**Activity**
Line by line, copy the data below exactly.

**Task input**
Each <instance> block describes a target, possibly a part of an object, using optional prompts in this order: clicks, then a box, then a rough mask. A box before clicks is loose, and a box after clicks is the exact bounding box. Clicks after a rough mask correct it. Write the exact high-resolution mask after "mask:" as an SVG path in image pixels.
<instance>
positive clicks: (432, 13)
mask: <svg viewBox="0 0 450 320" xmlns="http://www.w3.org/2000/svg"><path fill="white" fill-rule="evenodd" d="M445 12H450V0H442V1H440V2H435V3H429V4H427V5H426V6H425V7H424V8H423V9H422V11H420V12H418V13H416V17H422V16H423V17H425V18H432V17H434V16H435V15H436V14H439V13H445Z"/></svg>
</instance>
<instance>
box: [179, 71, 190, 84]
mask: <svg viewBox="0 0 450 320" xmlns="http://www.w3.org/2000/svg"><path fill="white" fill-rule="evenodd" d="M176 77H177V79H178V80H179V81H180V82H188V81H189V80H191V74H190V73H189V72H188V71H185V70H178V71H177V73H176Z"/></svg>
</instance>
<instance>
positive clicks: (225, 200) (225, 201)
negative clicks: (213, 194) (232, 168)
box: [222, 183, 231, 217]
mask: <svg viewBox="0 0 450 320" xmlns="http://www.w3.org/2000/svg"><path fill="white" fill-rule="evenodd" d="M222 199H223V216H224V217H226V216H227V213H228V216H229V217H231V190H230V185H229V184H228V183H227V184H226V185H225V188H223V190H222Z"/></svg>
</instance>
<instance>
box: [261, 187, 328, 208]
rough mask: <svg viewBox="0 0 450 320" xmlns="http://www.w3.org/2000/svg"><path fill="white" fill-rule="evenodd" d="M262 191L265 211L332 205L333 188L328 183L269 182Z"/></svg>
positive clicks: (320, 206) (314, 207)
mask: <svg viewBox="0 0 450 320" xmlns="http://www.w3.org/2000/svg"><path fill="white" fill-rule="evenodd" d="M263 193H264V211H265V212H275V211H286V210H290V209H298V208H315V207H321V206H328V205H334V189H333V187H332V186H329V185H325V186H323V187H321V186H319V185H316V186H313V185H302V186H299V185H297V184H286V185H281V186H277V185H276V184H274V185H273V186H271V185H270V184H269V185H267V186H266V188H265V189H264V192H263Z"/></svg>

**Answer**
Each <instance> block describes a target, possibly a part of an object, using optional prompts in this order: clicks, then a box, then a rough mask. A box before clicks is loose, and a box after clicks is the exact bounding box. Clicks after a rough mask correct it. Write the exact high-resolution mask after "mask:" as an SVG path in image pixels.
<instance>
positive clicks: (432, 13)
mask: <svg viewBox="0 0 450 320" xmlns="http://www.w3.org/2000/svg"><path fill="white" fill-rule="evenodd" d="M445 12H450V0H442V1H440V2H435V3H429V4H427V5H426V6H425V7H424V8H423V9H422V11H420V12H418V13H416V17H422V16H423V17H425V18H432V17H434V16H435V15H436V14H439V13H445Z"/></svg>
</instance>
<instance>
box: [179, 71, 190, 84]
mask: <svg viewBox="0 0 450 320" xmlns="http://www.w3.org/2000/svg"><path fill="white" fill-rule="evenodd" d="M176 77H177V79H178V80H179V81H180V82H188V81H189V80H191V74H190V73H189V72H188V71H185V70H178V71H177V73H176Z"/></svg>
</instance>
<instance>
positive clicks: (225, 200) (225, 201)
negative clicks: (213, 194) (232, 168)
box: [222, 183, 231, 217]
mask: <svg viewBox="0 0 450 320" xmlns="http://www.w3.org/2000/svg"><path fill="white" fill-rule="evenodd" d="M222 199H223V216H224V217H226V216H227V213H228V216H229V217H231V190H230V185H229V184H228V183H227V184H226V185H225V188H223V190H222Z"/></svg>
</instance>
<instance>
box: [261, 187, 328, 208]
rough mask: <svg viewBox="0 0 450 320" xmlns="http://www.w3.org/2000/svg"><path fill="white" fill-rule="evenodd" d="M262 191L265 211L332 205L333 188L328 183L269 182Z"/></svg>
positive clicks: (320, 206) (314, 207)
mask: <svg viewBox="0 0 450 320" xmlns="http://www.w3.org/2000/svg"><path fill="white" fill-rule="evenodd" d="M263 193H264V211H265V212H275V211H286V210H290V209H298V208H315V207H321V206H328V205H334V189H333V187H332V186H329V185H325V186H323V187H321V186H319V185H316V186H313V185H302V186H299V185H297V184H286V185H281V186H277V185H276V184H274V185H273V186H271V185H270V184H269V185H267V186H266V188H265V189H264V192H263Z"/></svg>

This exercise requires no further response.